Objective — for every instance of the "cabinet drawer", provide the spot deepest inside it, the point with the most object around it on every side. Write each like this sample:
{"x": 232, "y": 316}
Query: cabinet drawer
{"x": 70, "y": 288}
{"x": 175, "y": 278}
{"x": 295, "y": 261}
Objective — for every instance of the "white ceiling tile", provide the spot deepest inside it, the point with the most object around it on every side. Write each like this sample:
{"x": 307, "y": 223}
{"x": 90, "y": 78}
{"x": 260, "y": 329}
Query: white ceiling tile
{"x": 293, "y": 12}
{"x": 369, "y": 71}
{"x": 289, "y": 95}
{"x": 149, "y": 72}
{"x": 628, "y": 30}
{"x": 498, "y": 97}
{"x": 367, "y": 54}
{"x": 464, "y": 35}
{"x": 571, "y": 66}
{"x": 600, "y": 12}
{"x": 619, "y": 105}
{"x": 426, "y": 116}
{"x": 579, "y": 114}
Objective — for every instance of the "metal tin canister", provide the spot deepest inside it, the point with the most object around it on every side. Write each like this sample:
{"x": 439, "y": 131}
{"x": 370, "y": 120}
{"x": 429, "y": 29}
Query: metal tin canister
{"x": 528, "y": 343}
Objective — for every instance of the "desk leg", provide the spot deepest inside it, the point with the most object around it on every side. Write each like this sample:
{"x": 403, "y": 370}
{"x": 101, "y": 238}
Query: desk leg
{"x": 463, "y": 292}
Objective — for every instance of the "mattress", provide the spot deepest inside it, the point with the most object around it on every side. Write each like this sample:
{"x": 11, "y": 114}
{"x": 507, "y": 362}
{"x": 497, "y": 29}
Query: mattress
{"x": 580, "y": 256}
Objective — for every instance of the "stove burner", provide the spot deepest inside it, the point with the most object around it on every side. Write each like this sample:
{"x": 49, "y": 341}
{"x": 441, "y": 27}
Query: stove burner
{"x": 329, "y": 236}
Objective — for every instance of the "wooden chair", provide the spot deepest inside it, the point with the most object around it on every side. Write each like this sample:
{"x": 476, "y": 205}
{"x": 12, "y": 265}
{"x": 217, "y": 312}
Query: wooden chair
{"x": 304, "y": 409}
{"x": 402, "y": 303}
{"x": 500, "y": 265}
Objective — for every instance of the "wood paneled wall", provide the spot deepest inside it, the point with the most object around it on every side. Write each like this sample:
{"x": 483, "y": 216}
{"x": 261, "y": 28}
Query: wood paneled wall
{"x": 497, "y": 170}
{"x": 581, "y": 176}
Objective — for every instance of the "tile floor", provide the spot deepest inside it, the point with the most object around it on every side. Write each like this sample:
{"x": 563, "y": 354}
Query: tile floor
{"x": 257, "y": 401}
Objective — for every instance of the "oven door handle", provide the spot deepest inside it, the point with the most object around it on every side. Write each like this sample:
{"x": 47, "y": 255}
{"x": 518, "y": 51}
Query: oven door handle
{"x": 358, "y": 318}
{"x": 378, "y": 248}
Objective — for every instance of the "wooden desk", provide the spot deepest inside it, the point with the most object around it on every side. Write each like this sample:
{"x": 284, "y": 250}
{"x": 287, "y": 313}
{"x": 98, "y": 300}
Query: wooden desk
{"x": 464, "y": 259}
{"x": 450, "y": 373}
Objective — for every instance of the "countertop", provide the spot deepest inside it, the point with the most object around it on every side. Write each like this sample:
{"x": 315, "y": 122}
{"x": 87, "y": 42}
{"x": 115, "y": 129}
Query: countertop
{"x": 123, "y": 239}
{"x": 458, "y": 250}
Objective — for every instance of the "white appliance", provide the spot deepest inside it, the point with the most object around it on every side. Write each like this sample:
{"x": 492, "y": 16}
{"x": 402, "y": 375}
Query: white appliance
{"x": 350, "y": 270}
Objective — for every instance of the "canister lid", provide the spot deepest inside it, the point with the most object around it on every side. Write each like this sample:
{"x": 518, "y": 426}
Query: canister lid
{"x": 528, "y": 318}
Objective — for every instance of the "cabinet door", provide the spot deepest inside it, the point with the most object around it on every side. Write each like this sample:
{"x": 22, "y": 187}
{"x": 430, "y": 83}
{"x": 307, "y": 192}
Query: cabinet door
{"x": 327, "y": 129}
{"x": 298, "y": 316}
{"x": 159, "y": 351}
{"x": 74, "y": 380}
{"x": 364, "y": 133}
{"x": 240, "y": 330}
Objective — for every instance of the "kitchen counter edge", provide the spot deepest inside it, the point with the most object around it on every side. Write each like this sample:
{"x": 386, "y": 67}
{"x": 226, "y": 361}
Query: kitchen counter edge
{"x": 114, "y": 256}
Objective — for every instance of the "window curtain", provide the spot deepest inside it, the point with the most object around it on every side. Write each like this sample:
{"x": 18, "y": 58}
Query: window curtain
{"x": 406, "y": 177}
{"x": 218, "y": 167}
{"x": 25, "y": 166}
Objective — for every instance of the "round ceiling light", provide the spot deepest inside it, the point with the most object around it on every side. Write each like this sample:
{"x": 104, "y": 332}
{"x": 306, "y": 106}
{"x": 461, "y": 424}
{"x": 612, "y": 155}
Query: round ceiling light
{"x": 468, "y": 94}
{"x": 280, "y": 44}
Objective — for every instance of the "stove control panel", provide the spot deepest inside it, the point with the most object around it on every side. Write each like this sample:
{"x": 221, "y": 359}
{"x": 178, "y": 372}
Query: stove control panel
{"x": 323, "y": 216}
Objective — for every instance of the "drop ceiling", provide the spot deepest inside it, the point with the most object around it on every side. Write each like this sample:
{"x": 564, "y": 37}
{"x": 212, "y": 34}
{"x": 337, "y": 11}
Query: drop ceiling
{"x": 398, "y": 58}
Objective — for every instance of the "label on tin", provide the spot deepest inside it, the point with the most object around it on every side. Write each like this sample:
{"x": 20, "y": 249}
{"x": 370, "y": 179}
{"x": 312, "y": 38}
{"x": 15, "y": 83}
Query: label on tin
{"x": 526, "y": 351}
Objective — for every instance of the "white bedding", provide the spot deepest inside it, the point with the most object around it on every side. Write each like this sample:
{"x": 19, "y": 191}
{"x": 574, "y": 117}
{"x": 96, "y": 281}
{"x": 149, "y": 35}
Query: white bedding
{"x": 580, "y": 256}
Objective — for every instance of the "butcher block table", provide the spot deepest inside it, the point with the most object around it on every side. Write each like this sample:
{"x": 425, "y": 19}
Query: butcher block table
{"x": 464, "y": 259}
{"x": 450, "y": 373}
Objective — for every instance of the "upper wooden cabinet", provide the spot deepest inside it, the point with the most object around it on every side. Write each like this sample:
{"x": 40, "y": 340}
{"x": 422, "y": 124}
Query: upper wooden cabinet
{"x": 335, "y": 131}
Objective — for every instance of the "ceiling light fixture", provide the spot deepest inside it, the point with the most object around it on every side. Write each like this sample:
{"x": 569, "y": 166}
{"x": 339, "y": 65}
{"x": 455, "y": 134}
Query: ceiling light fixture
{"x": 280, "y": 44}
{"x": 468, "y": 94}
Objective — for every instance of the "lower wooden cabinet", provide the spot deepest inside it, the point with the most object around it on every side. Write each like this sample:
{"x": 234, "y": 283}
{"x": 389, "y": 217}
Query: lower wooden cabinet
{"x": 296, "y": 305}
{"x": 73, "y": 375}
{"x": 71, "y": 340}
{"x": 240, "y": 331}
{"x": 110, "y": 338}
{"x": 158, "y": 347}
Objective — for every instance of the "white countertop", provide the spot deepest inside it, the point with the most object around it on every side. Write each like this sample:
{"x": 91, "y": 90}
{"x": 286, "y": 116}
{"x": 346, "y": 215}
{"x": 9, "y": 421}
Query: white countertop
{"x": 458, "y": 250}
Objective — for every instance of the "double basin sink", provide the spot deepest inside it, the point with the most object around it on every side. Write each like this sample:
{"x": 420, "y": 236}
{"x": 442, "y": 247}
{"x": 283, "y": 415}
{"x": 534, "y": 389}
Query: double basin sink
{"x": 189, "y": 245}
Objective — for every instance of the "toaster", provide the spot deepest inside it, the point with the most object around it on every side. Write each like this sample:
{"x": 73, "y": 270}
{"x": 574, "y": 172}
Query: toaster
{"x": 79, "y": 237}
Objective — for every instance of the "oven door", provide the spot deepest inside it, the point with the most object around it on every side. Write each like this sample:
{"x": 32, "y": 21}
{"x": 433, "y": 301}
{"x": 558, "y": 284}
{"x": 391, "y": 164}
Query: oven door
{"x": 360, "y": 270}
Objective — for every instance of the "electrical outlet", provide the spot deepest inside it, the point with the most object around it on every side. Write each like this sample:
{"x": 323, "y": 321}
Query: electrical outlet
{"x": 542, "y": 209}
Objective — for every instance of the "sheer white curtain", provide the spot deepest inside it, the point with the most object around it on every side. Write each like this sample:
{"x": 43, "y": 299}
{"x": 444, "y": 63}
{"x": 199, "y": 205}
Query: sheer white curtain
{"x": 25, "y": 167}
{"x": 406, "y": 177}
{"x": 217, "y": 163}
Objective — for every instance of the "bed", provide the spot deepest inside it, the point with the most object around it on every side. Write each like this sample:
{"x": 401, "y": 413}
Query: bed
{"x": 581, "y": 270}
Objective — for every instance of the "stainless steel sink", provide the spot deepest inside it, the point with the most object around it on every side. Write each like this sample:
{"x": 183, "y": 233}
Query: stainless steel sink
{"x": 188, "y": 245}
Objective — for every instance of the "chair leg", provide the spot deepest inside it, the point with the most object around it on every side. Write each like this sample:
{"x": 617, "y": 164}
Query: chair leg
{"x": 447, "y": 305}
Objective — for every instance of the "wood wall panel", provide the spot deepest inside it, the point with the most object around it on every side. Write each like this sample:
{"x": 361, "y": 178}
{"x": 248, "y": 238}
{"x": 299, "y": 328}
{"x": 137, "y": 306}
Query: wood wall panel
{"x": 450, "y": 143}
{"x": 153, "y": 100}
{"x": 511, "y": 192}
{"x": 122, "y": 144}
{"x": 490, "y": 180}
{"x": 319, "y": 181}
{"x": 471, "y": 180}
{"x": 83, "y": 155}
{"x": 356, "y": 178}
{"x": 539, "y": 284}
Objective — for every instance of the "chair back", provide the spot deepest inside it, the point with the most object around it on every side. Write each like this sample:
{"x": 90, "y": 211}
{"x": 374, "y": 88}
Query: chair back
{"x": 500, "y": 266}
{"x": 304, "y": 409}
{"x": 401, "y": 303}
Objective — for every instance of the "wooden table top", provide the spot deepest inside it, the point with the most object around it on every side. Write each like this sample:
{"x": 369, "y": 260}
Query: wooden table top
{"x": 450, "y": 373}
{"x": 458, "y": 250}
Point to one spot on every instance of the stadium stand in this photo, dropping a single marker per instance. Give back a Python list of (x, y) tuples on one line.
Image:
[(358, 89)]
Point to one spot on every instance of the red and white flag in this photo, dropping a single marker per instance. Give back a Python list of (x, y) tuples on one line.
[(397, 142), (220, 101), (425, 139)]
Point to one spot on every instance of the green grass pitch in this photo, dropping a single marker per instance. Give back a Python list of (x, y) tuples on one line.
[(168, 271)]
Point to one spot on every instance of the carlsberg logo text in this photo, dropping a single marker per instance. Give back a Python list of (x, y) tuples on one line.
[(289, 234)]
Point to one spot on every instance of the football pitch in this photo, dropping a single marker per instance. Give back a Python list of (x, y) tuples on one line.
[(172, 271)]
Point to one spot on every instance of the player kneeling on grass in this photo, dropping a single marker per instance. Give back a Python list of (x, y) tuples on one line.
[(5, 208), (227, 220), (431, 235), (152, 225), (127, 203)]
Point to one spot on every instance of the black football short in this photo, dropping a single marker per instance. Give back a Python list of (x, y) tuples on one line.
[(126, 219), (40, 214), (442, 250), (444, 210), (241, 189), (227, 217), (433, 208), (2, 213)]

■ ■ ■ ■

Reproduce verbatim the portion of the material above that begins with the line containing "Point to one spot on every instance of the green" and continues through the end of the material.

-- Reply to the task --
Point to one spot on every instance of the green grass pitch in this photo, dropping a single marker per instance. Give back a Python list of (x, y) tuples on one line.
[(168, 271)]
Point to one spot on every instance of the carlsberg logo text in this photo, dropping a single marker per instance. Give back a Python list of (x, y) tuples on one line.
[(289, 234)]
Point to one spot on every instance of the football pitch in this photo, dropping a single marker per instance. Give back a Python list of (x, y) tuples on one line.
[(172, 271)]
Point to one spot on every instance of the player kneeling on grass in this photo, dropping a single marker per instance. Give back a Python list of (x, y) tuples on one line.
[(5, 208), (227, 220), (431, 235), (152, 225), (127, 203)]
Point to one spot on every instance of the black football short in this photo, dropping a single marker per instance. Give back a Python list of (x, y) tuples on one line.
[(126, 219), (40, 214), (442, 250), (444, 210), (241, 189), (227, 217), (433, 208), (2, 213)]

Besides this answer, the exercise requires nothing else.